REQUIREMENT 1
Reproduce the passage on suicide and murder from "Part of loving" up to and including "obscures their commonalities.".
REQUIREMENT 2
Continue the passage on suicide and murder, starting after its final sentence.

GIVEN TEXT
The key difference between murder and suicide is obviously that the suicidal person chooses to end their own life, whereas the murdered person has no say whatsoever. In practice these boundaries could be blurred, but I think it's a really important distinction to maintain, because if the person who ends their life really, truly wishes to die rather than simply having no other options, and couldn't come to enjoy life instead, it's a tragedy if they're forced to suffer. And similarly, if they really, truly wish to live and could live if they were supported (whether by themselves or others) but instead end up dying due to a lack of options other than 'choosing' to die, that's also a tragedy, just like most murders. A murder primarily is the wilful removal of that person's life from them, particularly against their wishes -- not from their loved ones. And that's an experience that the suicidal might also share something similar to some extent for directly related reasons, but they also might not.

Part of loving someone and sharing the world with them is accepting one day one of you will have to grieve for the other. It's impossible to change that loss exists, and so I'd rather accept it as a fundamental element of life/death and community, rather than problematising suicide by calling it murder. Similarly, we can understand death as having victims without having to categorise them in a way that obscures their commonalities.

DATASET CONTENT
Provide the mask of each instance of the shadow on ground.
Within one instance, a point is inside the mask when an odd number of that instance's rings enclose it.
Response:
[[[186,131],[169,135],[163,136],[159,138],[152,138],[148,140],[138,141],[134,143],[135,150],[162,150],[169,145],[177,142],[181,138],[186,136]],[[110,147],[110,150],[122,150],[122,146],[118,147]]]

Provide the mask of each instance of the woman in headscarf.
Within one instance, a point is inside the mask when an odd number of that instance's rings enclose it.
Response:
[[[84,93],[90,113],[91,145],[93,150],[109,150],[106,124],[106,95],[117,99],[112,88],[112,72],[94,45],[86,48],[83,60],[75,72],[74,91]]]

ANSWER BOX 1
Part of loving someone and sharing the world with them is accepting one day one of you will have to grieve for the other. It's impossible to change that loss exists, and so I'd rather accept it as a fundamental element of life/death and community, rather than problematising suicide by calling it murder. Similarly, we can understand death as having victims without having to categorise them in a way that obscures their commonalities.

ANSWER BOX 2
Of course, because suicide is viewed as a full choice and analysed that way, the emotions that are experienced are different from murder, which is also an issue. Suicide itself has to be viewed differently and understood better, and accepted for what it is. But in prioritising the experiences of the mourning we might diminish or take away from that, and from people who might be suicidal in the future.

While I view existences as very precious for traditionally individualistic reasons, I am not really an individualist in the philosophical sense of the word. And I do not view all choices to die as the same. So, when I say 'in some senses yes', I mean in the sense that many people's deaths are multivariate. While nobody chose to kill them other than them themselves, it's important to recognise that they also didn't always have full agency and control over their lives (for a lot of reasons). If someone ends their own life in the context of a terminal illness that's about to kill them, it's useful to understand that that's suicide but also that they died in huge part due to their disease. That's an easy example, but still. The same can be said of many other factors that lead someone to take their own lives; they tend to be too complex to summarise, but it's also a good part of why people aren't just typically satisfied with the surface reasons.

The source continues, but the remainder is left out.